PROBLEM DETAILS ▸ From the first line through the last, transcribe the listing word for word.

SUPPLIED RECORDS ▸
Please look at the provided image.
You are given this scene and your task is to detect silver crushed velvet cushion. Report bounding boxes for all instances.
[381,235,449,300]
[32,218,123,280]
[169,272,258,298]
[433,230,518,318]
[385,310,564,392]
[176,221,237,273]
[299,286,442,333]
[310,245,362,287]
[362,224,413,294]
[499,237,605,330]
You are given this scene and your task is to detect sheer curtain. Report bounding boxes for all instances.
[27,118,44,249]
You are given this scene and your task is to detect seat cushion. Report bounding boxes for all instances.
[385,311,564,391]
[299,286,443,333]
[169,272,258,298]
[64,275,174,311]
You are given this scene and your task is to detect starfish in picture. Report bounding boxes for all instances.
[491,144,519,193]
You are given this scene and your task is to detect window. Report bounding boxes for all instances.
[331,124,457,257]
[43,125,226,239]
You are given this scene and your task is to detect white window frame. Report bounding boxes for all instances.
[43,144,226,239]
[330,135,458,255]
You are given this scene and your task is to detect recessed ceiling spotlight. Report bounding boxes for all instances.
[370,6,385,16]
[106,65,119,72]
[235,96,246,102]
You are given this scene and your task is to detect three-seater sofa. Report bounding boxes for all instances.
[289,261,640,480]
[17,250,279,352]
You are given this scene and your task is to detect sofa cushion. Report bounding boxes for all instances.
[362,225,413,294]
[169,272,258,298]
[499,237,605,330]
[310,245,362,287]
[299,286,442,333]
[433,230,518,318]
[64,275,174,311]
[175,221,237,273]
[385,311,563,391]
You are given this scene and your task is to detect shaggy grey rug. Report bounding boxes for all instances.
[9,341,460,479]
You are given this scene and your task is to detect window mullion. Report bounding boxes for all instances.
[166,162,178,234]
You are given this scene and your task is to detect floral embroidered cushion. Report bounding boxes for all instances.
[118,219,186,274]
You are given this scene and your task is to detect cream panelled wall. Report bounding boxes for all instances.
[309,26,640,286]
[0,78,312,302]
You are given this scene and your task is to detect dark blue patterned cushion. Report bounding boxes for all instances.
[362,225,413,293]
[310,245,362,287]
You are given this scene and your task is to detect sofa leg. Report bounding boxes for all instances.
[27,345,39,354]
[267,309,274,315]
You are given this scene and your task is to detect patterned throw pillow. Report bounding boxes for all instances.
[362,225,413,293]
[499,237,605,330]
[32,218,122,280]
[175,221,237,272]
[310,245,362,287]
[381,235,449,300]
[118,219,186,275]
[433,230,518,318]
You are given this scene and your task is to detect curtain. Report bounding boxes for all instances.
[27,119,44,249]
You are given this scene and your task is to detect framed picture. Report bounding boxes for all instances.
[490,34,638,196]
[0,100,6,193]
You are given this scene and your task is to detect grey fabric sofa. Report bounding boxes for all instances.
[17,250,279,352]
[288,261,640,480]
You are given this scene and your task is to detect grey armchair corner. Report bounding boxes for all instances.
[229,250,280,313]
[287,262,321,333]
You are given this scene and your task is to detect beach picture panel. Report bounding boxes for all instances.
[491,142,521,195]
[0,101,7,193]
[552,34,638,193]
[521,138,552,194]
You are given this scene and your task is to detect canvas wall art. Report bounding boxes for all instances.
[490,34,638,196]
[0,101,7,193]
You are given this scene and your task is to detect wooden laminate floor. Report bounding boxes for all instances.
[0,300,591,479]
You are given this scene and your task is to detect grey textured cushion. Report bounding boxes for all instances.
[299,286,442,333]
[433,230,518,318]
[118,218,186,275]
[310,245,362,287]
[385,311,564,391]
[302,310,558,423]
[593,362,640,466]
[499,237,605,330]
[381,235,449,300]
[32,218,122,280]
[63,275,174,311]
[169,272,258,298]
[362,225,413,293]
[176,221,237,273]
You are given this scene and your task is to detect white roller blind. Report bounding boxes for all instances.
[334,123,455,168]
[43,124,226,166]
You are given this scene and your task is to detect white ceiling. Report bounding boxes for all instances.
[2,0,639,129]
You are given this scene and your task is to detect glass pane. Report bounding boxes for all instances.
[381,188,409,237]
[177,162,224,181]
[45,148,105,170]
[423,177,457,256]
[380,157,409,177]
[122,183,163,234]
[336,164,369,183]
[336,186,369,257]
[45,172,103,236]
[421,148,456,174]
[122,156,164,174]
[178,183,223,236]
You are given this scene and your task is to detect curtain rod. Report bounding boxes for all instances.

WRITTEN SOLUTION ▸
Please look at the provided image.
You are given this scene and your task is to detect silver crushed velvet cushion. Report bounding boxes for all instances.
[381,235,449,300]
[32,218,123,280]
[169,272,258,298]
[433,230,518,318]
[385,310,564,392]
[176,221,237,273]
[299,286,442,333]
[310,245,362,287]
[362,224,413,294]
[499,237,605,330]
You are given this scene and your task is to detect sheer curtain. Report bounding boxes for all instances.
[27,118,44,249]
You are given this scene and your task is to detect seat cushion. Report bounding boxes for all instances.
[385,311,564,391]
[299,286,443,333]
[169,272,258,298]
[64,275,174,311]
You are given this scene and your task is to detect starfish in picture. Report bounding boxes for all instances.
[491,144,519,193]
You are given this scene and your task is to detect window. Report bounding boxes for all instances.
[331,124,457,257]
[43,125,226,239]
You are given this scene and your task is to detect white window frame. Report bounding boxes for all instances.
[43,144,226,239]
[330,135,458,255]
You are given this scene and your task is to detect recessed ceiling spotlight. Report bounding boxes for all instances.
[370,6,385,16]
[106,65,119,72]
[235,96,246,102]
You are given this scene and your task is to detect three-seater sofa. Report bounding boxes for all instances.
[289,261,640,480]
[17,250,279,352]
You are given this scene and your task is to detect sofa cushion. Report bounding boxes for all instances.
[362,225,413,294]
[169,272,258,298]
[499,237,605,330]
[310,245,362,287]
[299,286,442,333]
[433,230,518,318]
[64,275,174,311]
[175,221,237,273]
[385,311,563,391]
You are given this scene and your task is to detect shaggy grey rug. Report bounding boxes for all instances.
[9,341,460,479]
You are given this scene and your task is to detect window mullion. Report bounding boxes for all instances.
[166,162,178,234]
You are given this scene and your task is to detect floral embroidered cushion. Report bounding boxes for all instances.
[118,219,186,274]
You are given this scene and your task is to detect cream panelled wall. Report bounding boxes for all instances.
[309,26,640,286]
[0,78,312,302]
You are given this scene and your task is to detect dark blue patterned cushion. Report bounding boxes for all instances.
[362,225,413,293]
[310,245,362,287]
You are given this scene and your task is to detect sofa leg. Report bounding boxes for all instances.
[27,345,39,354]
[267,309,274,315]
You are given this scene and your task is to detect patterned throw pillow. Report bounding boxes for all instances.
[362,225,413,293]
[499,237,605,330]
[32,218,122,280]
[175,221,237,272]
[310,245,362,287]
[381,235,449,300]
[118,219,186,275]
[433,230,518,318]
You are given this scene and your task is to detect curtain. Report bounding boxes for all instances.
[27,119,44,249]
You are given this scene and your task is to detect framed picture. Report bounding boxes for all instances.
[490,34,638,196]
[0,100,6,193]
You are given this scene and your task is to detect grey fabric sofa. Report bounding boxes for all instances.
[17,250,279,352]
[288,261,640,480]
You are given this scene and your task is to detect grey armchair corner. Report bounding boxes for all instances.
[229,250,280,313]
[287,262,321,333]
You are given this scene and your task is to detect beach picture panel. Report bounding boxes for all instances.
[491,142,521,195]
[0,101,7,193]
[552,34,638,193]
[521,138,552,194]
You are given this scene and your task is to detect canvas wall art. Report bounding boxes for all instances.
[490,34,638,196]
[0,101,7,193]
You are given this scene and your task is to detect wooden laminate floor. Report bounding boxes for all instances.
[0,300,591,479]
You are given this scene and your task is to detect grey textured cushion. Report bounding boxes for all instances.
[299,286,442,333]
[433,230,518,318]
[118,218,186,275]
[310,245,362,287]
[385,311,564,391]
[302,310,558,423]
[593,362,640,466]
[499,237,605,330]
[381,235,449,300]
[32,218,122,280]
[63,275,174,311]
[169,272,258,298]
[362,225,413,293]
[176,221,237,273]
You are given this scene and your task is to detect white roller blind. Report bounding boxes for all instances.
[334,123,455,168]
[43,124,226,166]
You are given this scene and your task is to detect white ceiling. Report bounding boxes for all instances.
[2,0,639,129]
You are given this scene and your task is to detect glass pane. Report bounding boxes for all instances.
[381,188,409,237]
[177,162,224,181]
[45,148,105,170]
[423,177,457,256]
[380,157,409,177]
[122,183,163,234]
[336,164,369,183]
[336,186,369,257]
[45,172,103,236]
[421,148,456,174]
[122,156,164,174]
[178,183,223,236]
You are given this scene and your task is to detect curtain rod. Report bounding boxes for all instances.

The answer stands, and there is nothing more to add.